▶ **TEXT EXTRACT**

Buy less meat and dairy. Walk, don't drive. Dry laundry on a rack.
They're all things we're told could help save the planet. But how far are any of us prepared to go? And what's stopping us from doing more?
We challenged three people to spend one week making as many changes as possible to live a greener life. Here's how they got on.
About: I'm a 25-year-old senior associate at a consultancy firm, who lives wherever my latest project is. Home is Fife but for the time being I'm living and working in Glasgow, which means I can get everywhere on foot. I like to cook from scratch and socialise with friends and my team.
My week: I made a really conscious effort not to buy any meat or fish. Buying vegetarian or vegan food was not particularly tough but eating out was trickier when it looked so tempting - and I did eat a prawn curry at a restaurant.
Avoiding cow's milk was not hard - I already drink soy milk, prefer my coffee black and recently discovered chocolate oat milk. I tried vegan parmesan for the first time, and was pleasantly surprised that it tasted like the real thing and even melts.
I tried not to throw anything away (I froze spinach before it went off) and bought loose vegetables instead of pre-packaged bags.

▶ **STATED GOAL A**
In the article about living greener for a week, why did the participant find it easy to avoid cow's milk? Answer in one to three sentences.
▶ **STATED GOAL B**
According to the article about living greener for a week, what did the participant eat at a restaurant despite trying not to buy meat or fish?
▶ **STATED GOAL C**
Go on with the article about living greener for a week, starting after its final sentence.
The data that come next are separate from the article.

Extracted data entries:
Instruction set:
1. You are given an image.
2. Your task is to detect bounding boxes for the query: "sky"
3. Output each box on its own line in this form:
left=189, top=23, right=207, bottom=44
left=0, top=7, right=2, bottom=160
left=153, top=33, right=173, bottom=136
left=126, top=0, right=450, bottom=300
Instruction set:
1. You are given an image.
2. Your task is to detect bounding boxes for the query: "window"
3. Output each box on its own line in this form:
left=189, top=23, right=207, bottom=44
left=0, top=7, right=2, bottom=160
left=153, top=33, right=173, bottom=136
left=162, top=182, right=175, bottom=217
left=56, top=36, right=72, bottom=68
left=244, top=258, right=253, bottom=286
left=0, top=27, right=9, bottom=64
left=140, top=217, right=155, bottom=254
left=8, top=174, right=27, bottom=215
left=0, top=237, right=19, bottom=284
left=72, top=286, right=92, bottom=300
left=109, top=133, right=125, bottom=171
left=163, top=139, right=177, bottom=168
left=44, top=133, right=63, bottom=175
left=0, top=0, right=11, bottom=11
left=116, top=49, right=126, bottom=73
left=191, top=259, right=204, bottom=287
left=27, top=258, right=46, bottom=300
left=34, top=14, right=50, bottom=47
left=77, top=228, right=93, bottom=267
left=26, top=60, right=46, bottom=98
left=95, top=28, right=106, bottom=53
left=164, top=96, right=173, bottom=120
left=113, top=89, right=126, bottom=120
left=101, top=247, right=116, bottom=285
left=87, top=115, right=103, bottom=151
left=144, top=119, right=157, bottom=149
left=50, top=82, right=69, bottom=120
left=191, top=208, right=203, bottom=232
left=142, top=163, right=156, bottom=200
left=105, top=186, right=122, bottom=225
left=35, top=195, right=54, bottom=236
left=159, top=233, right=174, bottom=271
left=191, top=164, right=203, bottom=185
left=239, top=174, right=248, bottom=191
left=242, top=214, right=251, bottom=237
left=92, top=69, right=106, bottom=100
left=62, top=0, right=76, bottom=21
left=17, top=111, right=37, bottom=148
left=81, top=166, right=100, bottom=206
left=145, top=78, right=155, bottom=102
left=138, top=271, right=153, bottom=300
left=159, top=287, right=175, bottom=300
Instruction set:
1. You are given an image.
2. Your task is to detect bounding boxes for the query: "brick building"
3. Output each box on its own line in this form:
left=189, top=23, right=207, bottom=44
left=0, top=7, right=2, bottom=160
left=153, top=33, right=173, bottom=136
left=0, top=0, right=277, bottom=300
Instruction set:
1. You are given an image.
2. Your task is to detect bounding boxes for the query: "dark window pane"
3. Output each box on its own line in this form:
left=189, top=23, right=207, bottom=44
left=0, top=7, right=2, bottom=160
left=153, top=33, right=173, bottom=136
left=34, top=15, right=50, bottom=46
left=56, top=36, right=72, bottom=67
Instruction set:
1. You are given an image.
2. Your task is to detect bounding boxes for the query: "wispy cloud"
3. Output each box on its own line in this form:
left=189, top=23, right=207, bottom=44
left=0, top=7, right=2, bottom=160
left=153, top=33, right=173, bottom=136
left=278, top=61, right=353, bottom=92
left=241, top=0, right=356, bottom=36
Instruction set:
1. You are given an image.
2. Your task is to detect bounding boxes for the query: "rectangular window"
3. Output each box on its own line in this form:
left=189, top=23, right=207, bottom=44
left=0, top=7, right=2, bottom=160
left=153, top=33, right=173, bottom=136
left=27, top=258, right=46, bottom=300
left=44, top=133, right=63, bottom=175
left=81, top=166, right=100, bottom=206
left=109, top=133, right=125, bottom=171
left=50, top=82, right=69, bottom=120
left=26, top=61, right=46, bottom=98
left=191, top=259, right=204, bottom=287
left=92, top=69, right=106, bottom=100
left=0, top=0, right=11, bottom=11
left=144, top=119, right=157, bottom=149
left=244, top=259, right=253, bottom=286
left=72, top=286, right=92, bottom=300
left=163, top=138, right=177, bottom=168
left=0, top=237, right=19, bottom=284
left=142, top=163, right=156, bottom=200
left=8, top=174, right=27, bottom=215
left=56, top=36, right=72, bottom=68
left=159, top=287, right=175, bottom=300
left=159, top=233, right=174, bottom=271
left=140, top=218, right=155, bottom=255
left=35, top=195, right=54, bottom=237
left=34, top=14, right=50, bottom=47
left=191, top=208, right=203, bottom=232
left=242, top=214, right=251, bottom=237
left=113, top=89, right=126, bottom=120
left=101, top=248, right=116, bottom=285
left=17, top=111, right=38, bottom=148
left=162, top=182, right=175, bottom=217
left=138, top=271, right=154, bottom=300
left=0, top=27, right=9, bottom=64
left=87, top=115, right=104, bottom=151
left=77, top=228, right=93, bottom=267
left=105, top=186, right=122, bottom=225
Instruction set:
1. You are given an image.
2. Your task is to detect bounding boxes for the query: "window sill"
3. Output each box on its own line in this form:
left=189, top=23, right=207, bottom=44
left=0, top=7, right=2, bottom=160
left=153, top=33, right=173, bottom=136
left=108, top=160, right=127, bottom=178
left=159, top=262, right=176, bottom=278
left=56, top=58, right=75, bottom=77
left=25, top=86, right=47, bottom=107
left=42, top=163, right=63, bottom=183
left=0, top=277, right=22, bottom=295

▶ **TASK RESULT A**
The participant already drank soy milk, preferred black coffee and had recently discovered chocolate oat milk.

▶ **TASK RESULT B**
A prawn curry.

▶ **TASK RESULT C**
My biggest shift was checking where food was from. One day my blueberries were from Perth, Scotland, the next, from Peru. Yet both packets suggested they were produced locally. Even my "seasonal" butternut squash was from Spain.
Once I started spending a few seconds (and that really is all it takes) checking the source, I felt more inclined to pick local.
I watched documentaries including Mission Blue and Cowspiracy [about marine conservation and intensive farming, respectively], and started following Zanna Van Dijk and The Happy Pear [environmental/fitness and vegetarian/lifestyle bloggers] online for inspiration and information.
My friends and I discussed how social media could inspire but also make you feel so far off the end goal - you've just bought a coffee in a reusable cup, then you read about fast-fashion and think: "God, I've just bought this T-shirt."
I spoke to my consultant colleagues, who are in and out of hotels, about leaving big plastic bottles of toiletries in their office locker or at hotels over weekends to avoid buying mini ones each week.
One told me how they can't recycle takeaway food packaging in hotels, so bring it to work to put in office recycling bins.
In Glasgow, I walk everywhere but, in the past, my job has involved driving, flying, getting a train and a bus just to get to the office. Where possible though, we do use video conferencing with colleagues and clients.
What I learned:
- Look at the labels - is it grown locally?
- Buy minimal, responsibly-sourced meat from the meat counter (less plastic packaging)
- Take baby steps to inform yourself
- Try vegan cheese - with an open mind
Top tip: Buy a reusable coffee cup, water bottle and Tupperware - and actually use them.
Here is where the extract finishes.